Tulis ulang seluruh teks berita tentang laporan dugaan korupsi aset Desa Pandanpancur tanpa mengubah satu kata pun.

**Teks yang diberikan**
━━━━━━━━━━
Foto : Sekian, Warga Dusun Nginjen Desa Pandanpancur, didampingi kuasa hukumnya Ali Muchsin saat menunjukkan berkas laporan di Polres Lamongan
Lamongan | RADARJATIM.CO– Warga Dusun Nginjen, Desa Pandanpancur, Kecamatan Deket, Lamongan melayangkan laporan dugaan korupsi penjualan aset desa atau fasilitas umum berupa kali atau saluran air serta penyalahgunaan APBDesa setempat ke Polres Lamongan.
Dalam laporan itu, kasus penyimpangan ini diduga telah dilakukan oleh Kepala Desa Pandanpancur, atas nama Supadi, yang juga diduga telah menjual aset atau fasilitas umum milik desa berupa saluran air (kali) yang tidak tercatat dalam Buku C Desa kepada PT TUKL.
━━━━━━━━━━
**Blok data**
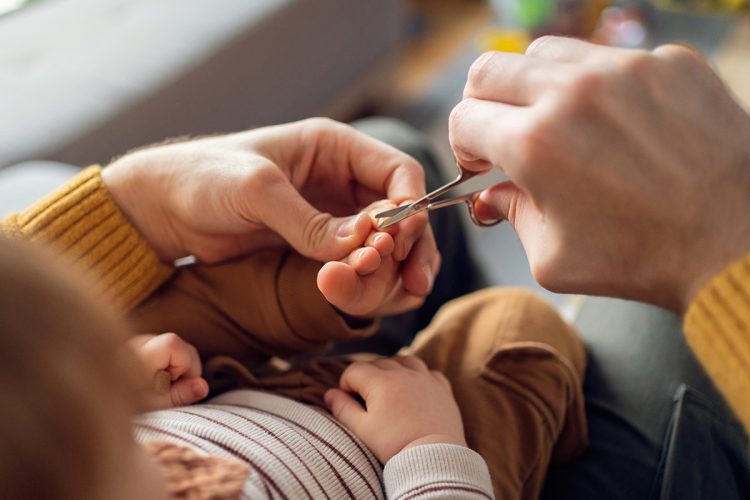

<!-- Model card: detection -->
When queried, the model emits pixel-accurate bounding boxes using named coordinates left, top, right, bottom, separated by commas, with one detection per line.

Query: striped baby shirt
left=134, top=389, right=500, bottom=499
━━━━━━━━━━
**Penyelesaian**
Foto : Sekian, Warga Dusun Nginjen Desa Pandanpancur, didampingi kuasa hukumnya Ali Muchsin saat menunjukkan berkas laporan di Polres Lamongan
Lamongan | RADARJATIM.CO– Warga Dusun Nginjen, Desa Pandanpancur, Kecamatan Deket, Lamongan melayangkan laporan dugaan korupsi penjualan aset desa atau fasilitas umum berupa kali atau saluran air serta penyalahgunaan APBDesa setempat ke Polres Lamongan.
Dalam laporan itu, kasus penyimpangan ini diduga telah dilakukan oleh Kepala Desa Pandanpancur, atas nama Supadi, yang juga diduga telah menjual aset atau fasilitas umum milik desa berupa saluran air (kali) yang tidak tercatat dalam Buku C Desa kepada PT TUKL.